→ **TASK DESCRIPTION**
Restate the data below word for word. Skip any images it contains.

========

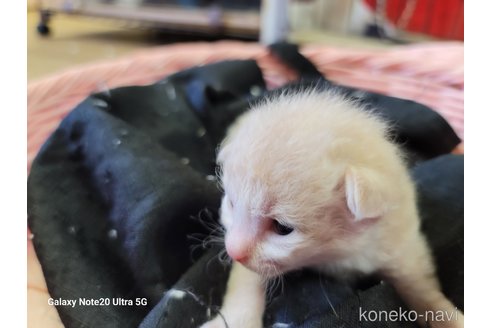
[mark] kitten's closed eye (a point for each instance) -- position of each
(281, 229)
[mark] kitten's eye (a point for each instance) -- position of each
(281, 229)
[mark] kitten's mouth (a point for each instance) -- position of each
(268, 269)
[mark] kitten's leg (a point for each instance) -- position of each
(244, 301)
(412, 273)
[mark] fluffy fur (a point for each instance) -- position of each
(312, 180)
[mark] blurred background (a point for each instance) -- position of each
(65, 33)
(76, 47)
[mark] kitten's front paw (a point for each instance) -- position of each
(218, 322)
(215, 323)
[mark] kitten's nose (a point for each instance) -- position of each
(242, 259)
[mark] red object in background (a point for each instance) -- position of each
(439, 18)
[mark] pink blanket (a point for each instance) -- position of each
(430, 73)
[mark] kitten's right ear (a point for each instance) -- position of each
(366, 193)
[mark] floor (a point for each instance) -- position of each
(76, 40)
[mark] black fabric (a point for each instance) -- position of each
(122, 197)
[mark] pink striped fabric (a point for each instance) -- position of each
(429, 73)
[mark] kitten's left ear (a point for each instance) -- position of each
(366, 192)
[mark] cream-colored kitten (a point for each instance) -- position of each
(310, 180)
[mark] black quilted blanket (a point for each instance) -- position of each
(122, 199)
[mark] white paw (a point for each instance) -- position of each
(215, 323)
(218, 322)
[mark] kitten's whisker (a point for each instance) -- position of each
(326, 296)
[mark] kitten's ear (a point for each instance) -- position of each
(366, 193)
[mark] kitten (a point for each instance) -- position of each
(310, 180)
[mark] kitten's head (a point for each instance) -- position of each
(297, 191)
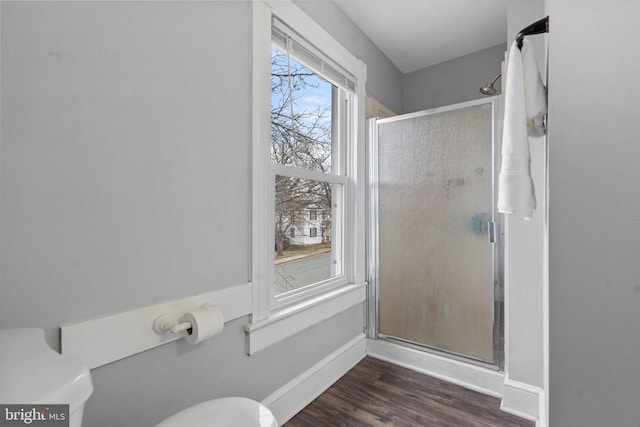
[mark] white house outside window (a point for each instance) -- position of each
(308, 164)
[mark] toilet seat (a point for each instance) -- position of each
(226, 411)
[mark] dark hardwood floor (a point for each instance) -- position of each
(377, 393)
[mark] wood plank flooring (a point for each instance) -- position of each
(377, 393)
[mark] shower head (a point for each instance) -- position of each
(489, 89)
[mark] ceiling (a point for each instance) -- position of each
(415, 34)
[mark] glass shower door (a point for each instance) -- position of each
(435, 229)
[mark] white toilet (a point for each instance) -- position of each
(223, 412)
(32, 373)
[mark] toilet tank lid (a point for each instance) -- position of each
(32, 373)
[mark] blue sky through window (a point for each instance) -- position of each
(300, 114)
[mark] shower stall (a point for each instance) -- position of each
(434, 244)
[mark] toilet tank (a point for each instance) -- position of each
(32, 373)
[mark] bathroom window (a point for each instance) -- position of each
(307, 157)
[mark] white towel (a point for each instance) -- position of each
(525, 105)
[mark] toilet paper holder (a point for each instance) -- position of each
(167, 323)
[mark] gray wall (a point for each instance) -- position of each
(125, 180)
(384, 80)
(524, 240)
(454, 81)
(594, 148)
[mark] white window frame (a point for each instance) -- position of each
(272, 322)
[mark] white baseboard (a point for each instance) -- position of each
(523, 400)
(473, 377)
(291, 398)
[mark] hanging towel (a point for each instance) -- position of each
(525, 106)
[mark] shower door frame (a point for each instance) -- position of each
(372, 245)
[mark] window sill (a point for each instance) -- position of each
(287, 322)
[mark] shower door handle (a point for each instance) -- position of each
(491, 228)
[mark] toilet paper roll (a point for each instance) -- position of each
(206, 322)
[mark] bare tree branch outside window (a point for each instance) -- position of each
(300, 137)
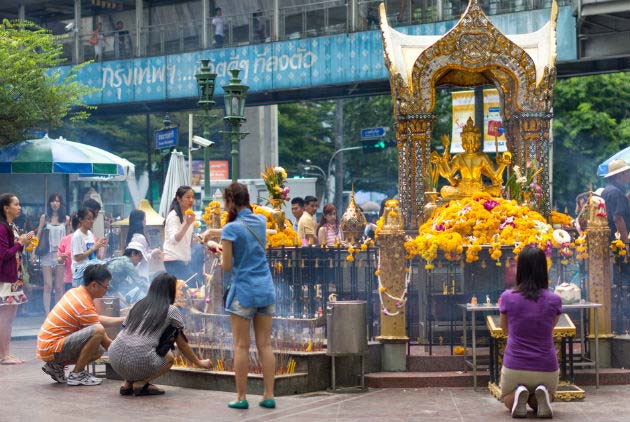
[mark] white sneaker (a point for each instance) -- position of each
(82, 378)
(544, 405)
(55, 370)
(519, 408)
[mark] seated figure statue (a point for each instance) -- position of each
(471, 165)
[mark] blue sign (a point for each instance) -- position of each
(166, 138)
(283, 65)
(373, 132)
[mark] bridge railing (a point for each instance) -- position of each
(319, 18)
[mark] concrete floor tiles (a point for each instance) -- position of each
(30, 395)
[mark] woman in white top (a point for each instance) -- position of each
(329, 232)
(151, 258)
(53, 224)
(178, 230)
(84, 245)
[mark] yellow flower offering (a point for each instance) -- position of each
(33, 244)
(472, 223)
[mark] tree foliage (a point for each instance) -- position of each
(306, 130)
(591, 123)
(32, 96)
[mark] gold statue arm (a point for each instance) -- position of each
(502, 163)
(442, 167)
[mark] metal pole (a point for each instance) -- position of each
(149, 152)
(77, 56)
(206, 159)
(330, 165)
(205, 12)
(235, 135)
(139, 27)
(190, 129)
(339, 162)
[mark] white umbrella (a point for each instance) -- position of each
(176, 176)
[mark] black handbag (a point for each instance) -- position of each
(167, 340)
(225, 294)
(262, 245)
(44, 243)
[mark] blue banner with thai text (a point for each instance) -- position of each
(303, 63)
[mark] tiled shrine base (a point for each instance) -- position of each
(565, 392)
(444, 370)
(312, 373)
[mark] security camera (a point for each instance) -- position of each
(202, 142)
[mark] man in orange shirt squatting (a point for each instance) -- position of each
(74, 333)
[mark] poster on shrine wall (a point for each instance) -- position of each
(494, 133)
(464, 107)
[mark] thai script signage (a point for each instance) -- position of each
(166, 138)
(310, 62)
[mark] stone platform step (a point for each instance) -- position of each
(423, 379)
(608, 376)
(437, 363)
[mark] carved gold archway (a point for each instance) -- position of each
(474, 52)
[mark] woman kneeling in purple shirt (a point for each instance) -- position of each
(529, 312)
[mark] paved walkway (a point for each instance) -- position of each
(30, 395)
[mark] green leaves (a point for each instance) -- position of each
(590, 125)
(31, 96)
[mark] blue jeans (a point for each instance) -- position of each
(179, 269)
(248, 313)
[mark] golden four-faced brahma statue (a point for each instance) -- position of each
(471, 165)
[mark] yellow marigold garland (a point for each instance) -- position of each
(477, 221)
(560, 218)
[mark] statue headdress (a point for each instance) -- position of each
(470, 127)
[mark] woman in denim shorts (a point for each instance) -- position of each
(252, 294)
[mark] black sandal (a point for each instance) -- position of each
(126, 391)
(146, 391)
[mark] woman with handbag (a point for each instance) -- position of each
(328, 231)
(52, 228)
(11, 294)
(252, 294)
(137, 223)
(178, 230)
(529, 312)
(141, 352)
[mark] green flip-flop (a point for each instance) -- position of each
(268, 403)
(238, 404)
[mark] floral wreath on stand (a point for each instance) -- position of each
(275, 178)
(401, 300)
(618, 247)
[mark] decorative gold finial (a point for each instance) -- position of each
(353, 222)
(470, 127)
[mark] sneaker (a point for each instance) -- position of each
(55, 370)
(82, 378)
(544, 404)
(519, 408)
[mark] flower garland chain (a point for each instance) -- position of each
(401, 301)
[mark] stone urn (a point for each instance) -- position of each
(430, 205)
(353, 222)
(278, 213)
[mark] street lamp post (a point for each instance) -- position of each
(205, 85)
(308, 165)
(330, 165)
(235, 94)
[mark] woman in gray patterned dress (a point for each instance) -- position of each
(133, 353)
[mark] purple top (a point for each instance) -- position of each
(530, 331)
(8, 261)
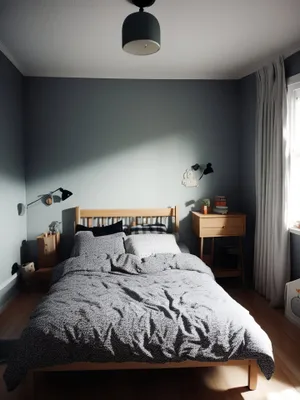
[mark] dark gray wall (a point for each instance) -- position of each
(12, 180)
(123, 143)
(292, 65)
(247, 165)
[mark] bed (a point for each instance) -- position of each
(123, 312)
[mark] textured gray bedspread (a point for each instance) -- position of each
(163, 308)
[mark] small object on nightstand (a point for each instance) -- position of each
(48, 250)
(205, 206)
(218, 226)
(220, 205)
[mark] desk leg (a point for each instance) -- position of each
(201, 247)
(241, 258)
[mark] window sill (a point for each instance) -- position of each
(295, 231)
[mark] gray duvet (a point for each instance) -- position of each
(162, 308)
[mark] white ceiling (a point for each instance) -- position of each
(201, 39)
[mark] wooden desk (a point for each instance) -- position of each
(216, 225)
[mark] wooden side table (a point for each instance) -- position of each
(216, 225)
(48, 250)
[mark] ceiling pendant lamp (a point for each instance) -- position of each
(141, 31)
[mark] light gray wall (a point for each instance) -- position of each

========

→ **THE COMPLETED TASK**
[mark] kitten's closed eye (a point for each instance) -- position of each
(281, 229)
[mark] kitten's eye (a point for each instance) -- position of each
(281, 229)
[mark] kitten's mouth (a point for each instance) -- position of each
(268, 269)
[mark] kitten's leg (a point for each instance) -- position of each
(244, 301)
(412, 273)
[mark] fluffy fur (a point for each instance) -- position of each
(312, 180)
[mark] blurred background (a point for each instance) -- position of each
(65, 33)
(76, 47)
[mark] kitten's front paw (a point for each instance) -- position of each
(218, 322)
(215, 323)
[mark] kitten's nose (a point for each instance) -- position of each
(242, 259)
[mark] red object in background (a point for each instance) -- position of each
(439, 18)
[mark] pink blanket (a point for each instance) -- position of each
(430, 73)
[mark] kitten's right ear (a point for each instance) -- position of each
(366, 193)
[mark] floor (a point for each instance) -- position of each
(76, 40)
[mark] black fabric (a point for each instance) -- position of each
(122, 197)
[mark] pink striped fabric (a point for each instance) -- position of each
(429, 73)
[mark] kitten's left ear (a point for each instance) -- position of each
(366, 192)
[mark] cream-colored kitten (a point for each instance) -- position of each
(310, 180)
[mark] black quilted blanket (a point for each instance) -- position of each
(122, 199)
[mark] white paw (a point for each instance) -- position of each
(215, 323)
(218, 322)
[mark] kitten's whisker (a point for each instance) -- position of each
(326, 296)
[mark] kitten's ear (a point for each instance) -- position of each
(366, 193)
[mark] kitten (a point for each instance) -- position of each
(310, 180)
[mark] kitten's head (a point for each instance) -- position of each
(297, 191)
[mark] white house outside window (a point for each instance) -- position of each
(308, 164)
[mark] toilet seat (a point for each instance) -- position of each
(226, 411)
[mark] dark hardwood floor (a point for each instance) -- position of each
(377, 393)
[mark] wood plank flooring (a point for each instance) -- position of each
(377, 393)
[mark] shower head (a point for each instance) -- position of each
(489, 89)
[mark] ceiling (a point for each instance) -- position of each
(415, 34)
[mark] glass shower door (a point for each instance) -- position of each
(435, 229)
[mark] white toilet (a point for each instance) -- position of each
(223, 412)
(32, 373)
[mark] toilet tank lid (a point for each instance) -- position of each
(32, 373)
[mark] blue sky through window (a point for each instance) -- position of each
(300, 114)
[mark] shower stall (a point for each instance) -- position of each
(434, 244)
[mark] toilet tank (a point for each instance) -- position of each
(32, 373)
[mark] bathroom window (a point for each instance) -- position of each
(307, 157)
[mark] white towel (a point for each instance) -- position of each
(525, 105)
[mark] toilet paper holder (a point for each instance) -- position of each
(167, 323)
[mark] gray wall (a point for each instance) -- position of each
(125, 180)
(384, 80)
(524, 240)
(454, 81)
(594, 148)
[mark] white window frame (a point for each instance) -- position of each
(272, 322)
[mark] white baseboard (a point for each instance) -- position of each
(523, 400)
(473, 377)
(291, 398)
[mark] hanging towel (a point for each instance) -- position of each
(525, 106)
[mark] shower door frame (a point for each instance) -- position of each
(372, 245)
[mark] window sill (a point for each instance) -- position of each
(287, 322)
[mark] shower door handle (a point for each instance) -- position of each
(491, 228)
[mark] toilet paper roll (a point for each instance) -- position of each
(206, 322)
[mark] bare tree branch outside window (a point for each instance) -- position of each
(300, 137)
[mark] white sneaker (a point for each instance) -- position of each
(82, 378)
(544, 405)
(55, 370)
(519, 408)
[mark] seated figure statue (a point for each instance) -- position of each
(471, 165)
[mark] blue sign (a point for each instance) -- position of each
(166, 138)
(283, 65)
(373, 132)
[mark] bridge railing (a point for each instance) -- position of each
(319, 18)
[mark] concrete floor tiles (a point for each instance) -- position of each
(30, 395)
[mark] woman in white top (a point for each instance) -- position of each
(329, 232)
(151, 258)
(53, 224)
(178, 230)
(84, 245)
[mark] yellow flower offering (a point for each instance) -- position of each
(33, 244)
(472, 223)
[mark] tree foliage (a point for each instance) -- position of each
(306, 130)
(591, 123)
(32, 96)
[mark] gold statue arm (a point for each instance) -- position of each
(502, 163)
(442, 167)
[mark] metal pole (a point for each instance) -- position of each
(149, 152)
(77, 56)
(206, 159)
(330, 165)
(205, 12)
(235, 135)
(139, 27)
(190, 129)
(339, 162)
[mark] white umbrella (a point for each instance) -- position of each
(176, 176)
[mark] black handbag (a point for each instance) -- position of each
(167, 340)
(225, 294)
(262, 245)
(44, 243)
[mark] blue banner with thai text (a point for each instance) -- position of each
(303, 63)
[mark] tiled shrine base (a point for each instance) -- position of each
(565, 392)
(444, 370)
(312, 373)
[mark] security camera (a point for each instance) -- position of each
(202, 142)
[mark] man in orange shirt squatting (a point for each instance) -- position of each
(74, 333)
[mark] poster on shrine wall (a point for each instance) -- position of each
(494, 133)
(464, 107)
[mark] thai script signage (a point for each instance) -- position of each
(166, 138)
(310, 62)
[mark] stone platform step (a point for each instance) -- position of each
(423, 379)
(608, 376)
(437, 363)
[mark] carved gold archway (a point for each instance) -- position of each
(474, 52)
[mark] woman kneeling in purple shirt (a point for each instance) -- position of each
(529, 312)
[mark] paved walkway (a point for each instance) -- position of each
(30, 395)
[mark] green leaves (a point for each instance) -- position of each
(590, 125)
(31, 96)
[mark] blue jeans (a point for each instance) -- position of each
(179, 269)
(248, 313)
[mark] golden four-faced brahma statue (a point for each instance) -- position of each
(471, 165)
[mark] yellow marigold garland (a point for each instance) -- position of each
(477, 221)
(560, 218)
[mark] statue headdress (a point for each instance) -- position of each
(470, 127)
[mark] woman in denim shorts (a point for each instance) -- position of each
(252, 294)
[mark] black sandal (a point for each instance) -- position of each
(126, 391)
(146, 391)
[mark] woman with handbag (a point for each instance) -- position of each
(328, 231)
(52, 228)
(11, 294)
(252, 294)
(137, 223)
(178, 230)
(529, 312)
(141, 352)
[mark] green flip-flop (a point for each instance) -- position of each
(268, 403)
(238, 404)
[mark] floral wreath on stand (a point for each instance) -- position of each
(275, 178)
(401, 300)
(618, 247)
[mark] decorative gold finial (a point for each instance) -- position of each
(353, 222)
(470, 127)
[mark] sneaker (a point for each instance) -- position of each
(55, 370)
(82, 378)
(544, 404)
(519, 408)
[mark] flower garland chain (a point for each instance) -- position of each
(401, 301)
[mark] stone urn (a point for each instance) -- position of each
(430, 205)
(353, 222)
(278, 213)
[mark] street lamp post (a point for each instance) -- position of each
(205, 85)
(308, 165)
(330, 165)
(235, 94)
[mark] woman in gray patterned dress (a point for each instance) -- position of each
(133, 353)
[mark] purple top (a point for each instance) -- position of each
(530, 331)
(8, 261)
[mark] dark gray wall (a point for each instance) -- position of each
(12, 180)
(123, 143)
(292, 65)
(247, 165)
[mark] bed (a point for each instance) -- position of each
(123, 312)
[mark] textured gray bedspread (a point for each instance) -- position of each
(163, 308)
[mark] small object on nightstand (a point for each instance) -- position of each
(48, 250)
(205, 206)
(218, 226)
(220, 205)
[mark] desk leg (a point for each instance) -- position of each
(201, 247)
(241, 258)
[mark] window sill (a point for each instance) -- position of each
(295, 231)
[mark] gray duvet (a point for each instance) -- position of each
(162, 308)
[mark] white ceiling (a point for each instance) -- position of each
(201, 39)
[mark] wooden desk (a point for each instance) -- position of each
(216, 225)
[mark] wooden side table (a point for each instance) -- position of each
(216, 225)
(48, 250)
[mark] ceiling pendant lamp (a point for each instance) -- position of each
(141, 31)
[mark] light gray wall (a point for each instance) -- position of each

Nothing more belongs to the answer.